**WORK TO COMPLETE**
(1) Update the passage on the tax assessments from "Although the Murphys" up to and including "their assessment accordingly.", replacing "Murphys" with "Murphy family".
(2) Take the account of the tax assessment dispute further, picking up after its final sentence.

**QUOTED TEXT**
## START
Thompson then reviewed defendants' returns for sales and use tax, litter tax, corporate business tax, and personal income tax. She recalculated the taxes due based on the additional gross income resulting from the mark-up analysis and deducted the amounts of those taxes already paid. Thompson concluded that the corporation owed an additional $85,478.60, including interest and penalties. She also calculated that the Murphys owed an additional $52,016.41, also including interest and penalties, in personal income tax. She issued notices of assessment reflecting those amounts on November 2, 2006.
The corporate plaintiff sent a protest to the Division on November 10, 2006. In March 2007, Jeffrey Schwab, a "conferee" at the Division, met with counsel for the corporate plaintiff. Although additional cash-register tapes to support the business's position were promised at the meeting, they were never submitted. Instead, at a meeting in August 2007, counsel provided Schwab with an annotated adding machine tape and some other documents. Schwab subsequently requested additional documentation, which he asked be supplied by the beginning of October. No additional documents were provided.
Schwab concluded that Thompson was correct in her determination that the books and records of the corporate plaintiff were inadequate. However, he made some adjustments in Thompson's preliminary calculations to reflect the additional information provided by counsel for the corporate plaintiff. He then went through essentially the same process followed by Thompson to determine the taxes due and the amount of the deficiencies. Schwab concluded that the corporate plaintiff owed $69,905.54, rather than the $85,478.60 calculated by Thompson. A letter of determination, which contained a revised assessment, was issued on February 17, 2009.
Although the Murphys had not filed a protest with respect to their personal income tax assessment, Schwab nevertheless performed a recalculation of their personal income tax obligation, based upon the revised amounts of income for the corporate plaintiff. He lowered their assessment accordingly.
On May 4, 2009, plaintiffs filed a complaint in Tax Court challenging their assessments.*fn2 Following some discovery, the Director moved for summary judgment in October 2009. The motion was opposed. Following oral argument on October 1, 2010, the Tax Court judge delivered a brief oral decision granting the Director's motion. This appeal followed.
## END
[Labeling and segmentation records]
## START
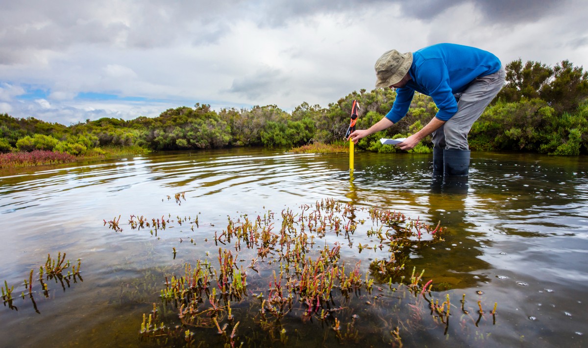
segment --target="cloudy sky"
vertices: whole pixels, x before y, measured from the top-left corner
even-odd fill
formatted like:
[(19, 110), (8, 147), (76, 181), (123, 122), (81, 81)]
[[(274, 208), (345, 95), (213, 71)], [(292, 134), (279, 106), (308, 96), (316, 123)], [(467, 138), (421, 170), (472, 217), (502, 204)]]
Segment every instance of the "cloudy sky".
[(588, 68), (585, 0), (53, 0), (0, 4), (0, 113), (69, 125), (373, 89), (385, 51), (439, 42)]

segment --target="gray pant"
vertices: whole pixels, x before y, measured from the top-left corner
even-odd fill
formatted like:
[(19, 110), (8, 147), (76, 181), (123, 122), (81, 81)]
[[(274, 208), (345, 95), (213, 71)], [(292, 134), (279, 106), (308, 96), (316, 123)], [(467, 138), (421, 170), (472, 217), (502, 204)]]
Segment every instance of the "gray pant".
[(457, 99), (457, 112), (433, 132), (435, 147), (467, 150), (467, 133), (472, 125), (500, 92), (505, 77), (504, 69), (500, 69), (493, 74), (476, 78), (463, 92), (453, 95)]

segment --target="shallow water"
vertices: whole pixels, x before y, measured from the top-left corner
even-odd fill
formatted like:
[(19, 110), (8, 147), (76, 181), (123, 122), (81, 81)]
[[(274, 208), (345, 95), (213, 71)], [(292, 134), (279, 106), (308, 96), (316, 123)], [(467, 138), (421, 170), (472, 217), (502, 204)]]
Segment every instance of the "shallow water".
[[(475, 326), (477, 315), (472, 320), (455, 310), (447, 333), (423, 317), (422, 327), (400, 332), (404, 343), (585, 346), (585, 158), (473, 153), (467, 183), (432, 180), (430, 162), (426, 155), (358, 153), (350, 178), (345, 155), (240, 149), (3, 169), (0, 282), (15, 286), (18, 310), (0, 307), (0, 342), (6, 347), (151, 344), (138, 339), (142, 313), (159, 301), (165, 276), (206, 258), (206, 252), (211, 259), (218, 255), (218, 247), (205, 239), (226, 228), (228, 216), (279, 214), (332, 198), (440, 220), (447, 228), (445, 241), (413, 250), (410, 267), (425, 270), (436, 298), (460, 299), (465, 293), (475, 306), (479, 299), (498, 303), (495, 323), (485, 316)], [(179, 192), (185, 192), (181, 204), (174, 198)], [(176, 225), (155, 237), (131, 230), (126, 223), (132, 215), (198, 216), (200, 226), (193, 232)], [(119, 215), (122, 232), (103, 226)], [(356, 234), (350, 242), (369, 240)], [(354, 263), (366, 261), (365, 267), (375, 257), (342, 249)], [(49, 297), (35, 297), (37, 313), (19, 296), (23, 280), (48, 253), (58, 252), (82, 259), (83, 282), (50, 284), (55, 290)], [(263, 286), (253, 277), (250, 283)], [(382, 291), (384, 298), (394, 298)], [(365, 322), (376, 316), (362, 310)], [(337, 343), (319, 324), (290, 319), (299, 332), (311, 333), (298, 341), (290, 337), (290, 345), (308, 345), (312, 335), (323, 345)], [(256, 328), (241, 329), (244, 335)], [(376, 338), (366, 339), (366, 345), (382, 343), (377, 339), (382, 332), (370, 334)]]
## END
**ANSWERS FOR THE TASKS**
(1)
Although the Murphy family had not filed a protest with respect to their personal income tax assessment, Schwab nevertheless performed a recalculation of their personal income tax obligation, based upon the revised amounts of income for the corporate plaintiff. He lowered their assessment accordingly.

(2)
On appeal, plaintiffs argue that the Tax Court judge erred in granting summary judgment because there were issues of fact requiring a plenary trial. The Director argues that the judge properly determined that plaintiffs did not offer sufficient evidence to warrant a trial because they were unable to overcome the presumption of correctness that attaches to an assessment by the Division.
We review a grant of summary judgment de novo, applying the same standard governing the trial court under Rule 4:46-2(c). Brill v. Guardian Life Ins. Co. of Am., 142 N.J. 520, 539-40 (1995); Chance v. McCann, 405 N.J. Super. 547, 563 (App. Div. 2009) (citing Liberty Surplus Ins. Corp. v. Nowell Amoroso, P.A., 189 N.J. 436, 445-46 (2007)).
We must recognize the Director's expertise in "'the specialized and complex area'" of taxation. Reck v. Dir., Div. of Taxation, 345 N.J. Super. 443, 446 (App. Div. 2001) (quoting Metromedia, Inc. v. Dir., Div. of Taxation, 97 N.J. 313, 327 (1984)), aff'd, 175 N.J. 54 (2002). We also recognize the Tax Court's expertise in the same area. Little Egg Harbor Twp. v. Bonsangue, 316 N.J. Super. 271, 285 (App. Div. 1998). Most importantly, the Director's assessment is presumptively correct, and plaintiffs bear the burden to prove the contrary. Atlantic City Transp. Co. v. Dir., Div. of Taxation, 12 N.J. 130, 146 (1953) ("'The settled rule is that there is a presumption that an assessment made by the proper authority is correct and the burden of proof is on the taxpayer to show otherwise.'" (quoting Aetna Life Ins. Co. v. City of Newark, 10 N.J. 99, 105 (1952))).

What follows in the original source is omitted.